Exercise goal: Word for word, repeat the entries, minus the pictures.

Dataset:
-- START --

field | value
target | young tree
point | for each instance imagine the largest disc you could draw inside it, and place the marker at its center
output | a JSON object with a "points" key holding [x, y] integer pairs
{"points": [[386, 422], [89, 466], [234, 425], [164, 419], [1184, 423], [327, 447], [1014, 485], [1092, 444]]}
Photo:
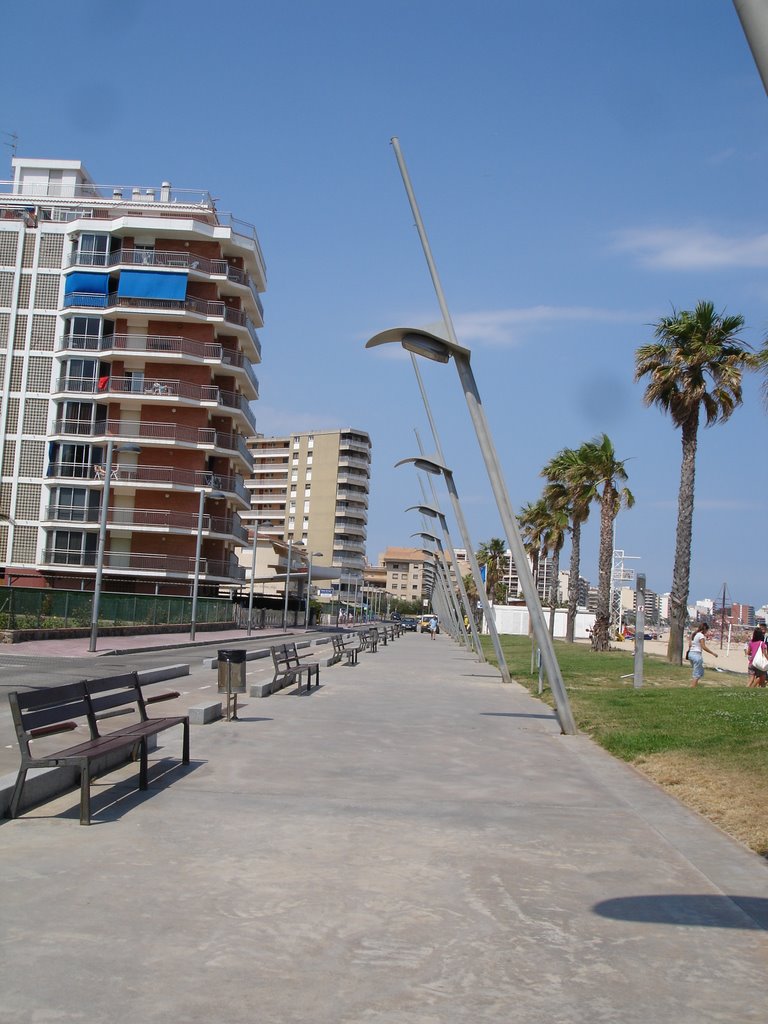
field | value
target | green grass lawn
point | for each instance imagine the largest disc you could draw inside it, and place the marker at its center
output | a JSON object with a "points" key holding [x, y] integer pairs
{"points": [[724, 724]]}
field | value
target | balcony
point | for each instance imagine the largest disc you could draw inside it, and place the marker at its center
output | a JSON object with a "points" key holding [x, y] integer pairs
{"points": [[173, 261], [153, 565], [205, 308], [174, 347], [164, 476], [154, 520], [354, 462], [162, 433], [157, 389]]}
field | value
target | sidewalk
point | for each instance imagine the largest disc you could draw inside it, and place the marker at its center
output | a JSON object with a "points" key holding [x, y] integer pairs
{"points": [[414, 843]]}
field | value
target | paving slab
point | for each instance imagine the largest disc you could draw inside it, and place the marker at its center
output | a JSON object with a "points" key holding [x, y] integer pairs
{"points": [[413, 843]]}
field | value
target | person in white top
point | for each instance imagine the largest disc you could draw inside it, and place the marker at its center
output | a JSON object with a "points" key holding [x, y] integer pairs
{"points": [[695, 651]]}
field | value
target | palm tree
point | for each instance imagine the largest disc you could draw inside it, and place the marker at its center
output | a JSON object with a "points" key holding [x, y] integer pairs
{"points": [[608, 473], [694, 369], [569, 469], [493, 555], [531, 519]]}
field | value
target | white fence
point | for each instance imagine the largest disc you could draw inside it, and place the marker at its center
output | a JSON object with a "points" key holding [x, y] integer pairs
{"points": [[514, 620]]}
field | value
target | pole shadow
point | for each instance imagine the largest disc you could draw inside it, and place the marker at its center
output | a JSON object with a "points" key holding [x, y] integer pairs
{"points": [[701, 910]]}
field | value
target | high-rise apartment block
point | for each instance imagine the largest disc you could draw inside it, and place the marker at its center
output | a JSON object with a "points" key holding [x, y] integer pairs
{"points": [[410, 572], [311, 489], [128, 324]]}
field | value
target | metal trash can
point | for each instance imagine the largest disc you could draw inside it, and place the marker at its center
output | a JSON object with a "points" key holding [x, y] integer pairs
{"points": [[231, 666]]}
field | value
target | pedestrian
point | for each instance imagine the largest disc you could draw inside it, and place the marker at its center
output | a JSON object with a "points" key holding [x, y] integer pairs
{"points": [[757, 675], [695, 651]]}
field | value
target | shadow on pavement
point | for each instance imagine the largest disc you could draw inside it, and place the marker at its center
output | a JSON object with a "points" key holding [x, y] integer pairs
{"points": [[705, 910]]}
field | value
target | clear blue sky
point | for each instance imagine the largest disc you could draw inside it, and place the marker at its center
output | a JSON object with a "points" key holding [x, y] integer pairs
{"points": [[581, 169]]}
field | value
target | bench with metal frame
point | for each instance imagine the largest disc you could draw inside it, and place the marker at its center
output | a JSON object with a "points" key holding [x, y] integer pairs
{"points": [[344, 649], [370, 639], [53, 710], [290, 668]]}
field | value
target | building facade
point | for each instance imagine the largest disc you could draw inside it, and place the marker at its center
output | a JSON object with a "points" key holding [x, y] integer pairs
{"points": [[128, 338], [312, 489], [410, 572]]}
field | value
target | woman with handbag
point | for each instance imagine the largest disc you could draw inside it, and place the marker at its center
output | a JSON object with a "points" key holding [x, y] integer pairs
{"points": [[757, 658], [695, 652]]}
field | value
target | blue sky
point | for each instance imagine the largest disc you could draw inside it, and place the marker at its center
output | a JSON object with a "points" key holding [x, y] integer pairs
{"points": [[581, 168]]}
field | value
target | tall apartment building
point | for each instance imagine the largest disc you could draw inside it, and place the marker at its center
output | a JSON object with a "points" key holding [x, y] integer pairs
{"points": [[127, 329], [311, 488], [410, 572]]}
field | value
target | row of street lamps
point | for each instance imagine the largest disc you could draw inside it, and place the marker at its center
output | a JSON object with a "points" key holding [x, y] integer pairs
{"points": [[440, 349]]}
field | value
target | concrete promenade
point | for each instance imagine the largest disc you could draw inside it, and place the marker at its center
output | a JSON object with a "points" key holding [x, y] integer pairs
{"points": [[414, 843]]}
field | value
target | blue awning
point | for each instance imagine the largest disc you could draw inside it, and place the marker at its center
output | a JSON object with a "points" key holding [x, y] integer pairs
{"points": [[152, 285], [92, 284]]}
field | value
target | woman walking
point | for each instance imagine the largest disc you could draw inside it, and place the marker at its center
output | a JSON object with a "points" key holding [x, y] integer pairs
{"points": [[695, 651], [757, 676]]}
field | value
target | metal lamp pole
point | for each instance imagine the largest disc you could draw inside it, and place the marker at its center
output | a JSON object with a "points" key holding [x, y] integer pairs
{"points": [[198, 550], [264, 525], [313, 554], [434, 347], [102, 538], [288, 581]]}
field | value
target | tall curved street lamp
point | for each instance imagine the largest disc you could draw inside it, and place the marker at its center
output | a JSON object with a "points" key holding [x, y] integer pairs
{"points": [[431, 346], [436, 468], [439, 349], [452, 610], [108, 475], [434, 513], [215, 496]]}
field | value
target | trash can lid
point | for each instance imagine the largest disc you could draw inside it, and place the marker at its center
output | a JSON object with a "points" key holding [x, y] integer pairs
{"points": [[232, 654]]}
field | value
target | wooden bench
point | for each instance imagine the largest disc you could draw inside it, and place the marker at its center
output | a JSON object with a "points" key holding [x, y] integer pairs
{"points": [[344, 649], [56, 709], [370, 640], [289, 668]]}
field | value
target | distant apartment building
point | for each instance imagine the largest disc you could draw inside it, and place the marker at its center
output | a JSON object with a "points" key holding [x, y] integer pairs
{"points": [[409, 572], [742, 614], [128, 322], [312, 489], [651, 605], [544, 579]]}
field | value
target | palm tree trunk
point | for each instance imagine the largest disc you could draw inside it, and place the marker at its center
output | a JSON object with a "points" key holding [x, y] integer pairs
{"points": [[576, 557], [602, 616], [681, 572]]}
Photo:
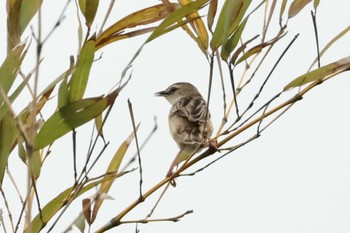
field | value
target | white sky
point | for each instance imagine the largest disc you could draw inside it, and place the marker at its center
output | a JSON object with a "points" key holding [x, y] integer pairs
{"points": [[294, 178]]}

-- END --

The solution:
field | value
target | young tree
point | for each instance imagine the largest disc you could draw inside it, and place the marker at its center
output | a JSON object with a "points" key holding [x, y] integer pairs
{"points": [[386, 422], [89, 466], [234, 425], [164, 419], [1184, 423], [327, 447], [1014, 485], [1092, 444]]}
Photo:
field | value
target | green grass lawn
point | for each instance imagine the largest disc you could draw inside it, and place the marker at its center
output | a JSON object with a "points" key holding [x, y] integer pairs
{"points": [[724, 724]]}
field | value
target | balcony
point | for each instance imagine the largest disc you could draw inside it, and place the marker at its center
output | a JSON object with a "points" key holding [x, y] integer pairs
{"points": [[173, 261], [153, 565], [205, 308], [174, 347], [164, 476], [154, 520], [354, 462], [162, 433], [157, 389]]}
field | value
target | sidewalk
point | for each instance imagine the largest disc you could draw inside it, and place the marker at its center
output | a JSON object with a "points" key holding [x, y] integer pairs
{"points": [[414, 843]]}
field | value
target | paving slab
point | for each instance imagine the largest disc you could draw inside it, and place the marker at its center
output | a JSON object with a "points" key holding [x, y] integer pairs
{"points": [[413, 843]]}
field | value
target | person in white top
point | for each instance imagine the largest disc you could draw inside it, and place the marker at its center
output | a JSON object with a "points" key holding [x, y] integer pairs
{"points": [[695, 651]]}
field | value
target | palm tree
point | for each instance imagine the largest disc you could draw inside it, and place the marker at its center
output | a JSON object with a "points" key holding [x, y] integer pairs
{"points": [[608, 473], [694, 369], [569, 469], [493, 555], [531, 519]]}
field | value
target | white fence
point | for each instance imagine the largest disc you could draw inside it, and place the marker at its center
output | a JSON object with a "points" key holding [x, y] integer pairs
{"points": [[514, 620]]}
field | value
target | pole shadow
point | for each instance imagine the largest disc you could draw inside it, and place the marker at its center
output | a JSON object with a "points" key holding [x, y] integer pairs
{"points": [[701, 910]]}
field | value
target | high-rise apartment block
point | for each instance imagine the largest disc you could draw inside it, and place the marker at its center
output | a JSON object with a "points" key holding [x, y] integer pairs
{"points": [[410, 572], [311, 489], [128, 324]]}
field | value
target | metal trash can
point | for each instance imagine the largest disc you could draw inside it, and place the marker at its center
output | a JSON object with a "points" key holding [x, y] integer pairs
{"points": [[231, 666]]}
field | value
target | pedestrian
point | for each instance imagine the largest disc you could draw inside it, and place the marker at its center
output | a JSON object with a "points" key holding [x, y] integer pairs
{"points": [[757, 675], [695, 651]]}
field | value
target | shadow on pavement
point | for each instance imagine the largest disc you could draw inside it, and place the marker at its center
output | a JSON object with a "points" key holding [x, y] integer pairs
{"points": [[705, 910]]}
field | value
target | clear blue sky
point | for each instance imagine the largest disc you could draw inside it, and place the marker at its center
output | a JSON object with a "points" key holding [x, y] integer pairs
{"points": [[581, 169]]}
field | value
target | bench with metal frame
point | for each instance imagine the largest disc you could draw inside it, and place the marker at its center
output | a JSON object with a "points" key holding [x, y] integer pairs
{"points": [[344, 649], [370, 639], [53, 710], [290, 668]]}
field | value
target | building facade
point | for each instance imagine the largest disc you could draw inside it, and place the marker at its center
output | a JSON object with a "points" key holding [x, y] integer pairs
{"points": [[128, 338], [312, 489], [410, 572]]}
field | value
target | woman with handbag
point | for each instance imagine the largest disc you could draw inside it, and place the marker at its center
output | a JSON object with a "points" key holding [x, y] integer pairs
{"points": [[757, 658], [695, 652]]}
field | value
target | blue sky
point | for each instance imagine the largest disc you could draw inside it, and place the marker at its center
output | a JSON object with a "points" key holding [x, y] integer pairs
{"points": [[581, 168]]}
field | value
target | tall apartment building
point | for each instance imagine the largest disc you could draw inside it, and place the marker at its center
output | a JSON object with a "points" key holding [x, y] integer pairs
{"points": [[127, 329], [311, 488], [410, 572]]}
field | value
target | row of street lamps
point | for each instance imagine the largest disc you could draw inside it, and place the marker at its center
output | a JSON object with a "points" key holding [x, y] integer pairs
{"points": [[440, 349]]}
field | value
target | concrete promenade
point | for each instance imagine the largest disc you could draw inside it, and place the marker at its center
output | a JSON object with a "points" key holding [x, y] integer pairs
{"points": [[414, 843]]}
field | value
target | blue awning
point | for each instance imagine the largest disc you could draw inside it, and place the marker at its center
output | a JSON object with a "points" key holding [x, y] integer pairs
{"points": [[152, 285], [92, 284]]}
field | value
target | woman walking
point | for each instance imagine the largest disc you could draw inside it, and place the marker at its center
output | a JSON object with a "points" key holding [x, y] integer pairs
{"points": [[695, 651], [757, 676]]}
field | value
target | metal lamp pole
point | for each instance imagine the largest disc you could draw inside it, and place the marker at its center
output | a JSON object with a "points" key holding [x, y] integer pairs
{"points": [[198, 550], [264, 525], [313, 554], [434, 347], [102, 538], [288, 581]]}
field | value
target | tall curved street lamp
point | for each instance imagine the largest disc you could draw inside it, and place the marker at its center
output | a JSON object with a "points" key holding [x, y] integer pairs
{"points": [[431, 346], [436, 468], [439, 349], [452, 610], [108, 475], [434, 513], [215, 496]]}
field | value
target | trash can lid
point | for each instance imagine the largest disc you could draw inside it, and place the marker at its center
output | a JSON object with a "points" key holding [x, y] integer pairs
{"points": [[232, 654]]}
field | value
target | wooden bench
point | for each instance imagine the largest disc you could draw inside it, and place the marker at its center
output | a JSON object with a "points" key holding [x, y] integer pairs
{"points": [[344, 649], [56, 709], [370, 640], [289, 668]]}
field | value
target | distant apartment building
point | for each instance imagine the largest disc you could draw inside it, and place the marker at its center
output | a JSON object with a "points" key holding [x, y] integer pairs
{"points": [[409, 572], [742, 614], [128, 322], [312, 489], [651, 605], [544, 579]]}
field | value
target | palm tree trunk
point | for each instance imagine the largest disc you could draw inside it, and place the marker at its center
output | a JSON object with a "points" key holding [x, y] integer pairs
{"points": [[576, 557], [602, 616], [681, 572]]}
Photo:
field | value
target | white sky
point | for each instance imagine the largest disc you could draw inside it, and place the marker at its center
output | a JSON object with a "points" key holding [x, y] integer pairs
{"points": [[294, 178]]}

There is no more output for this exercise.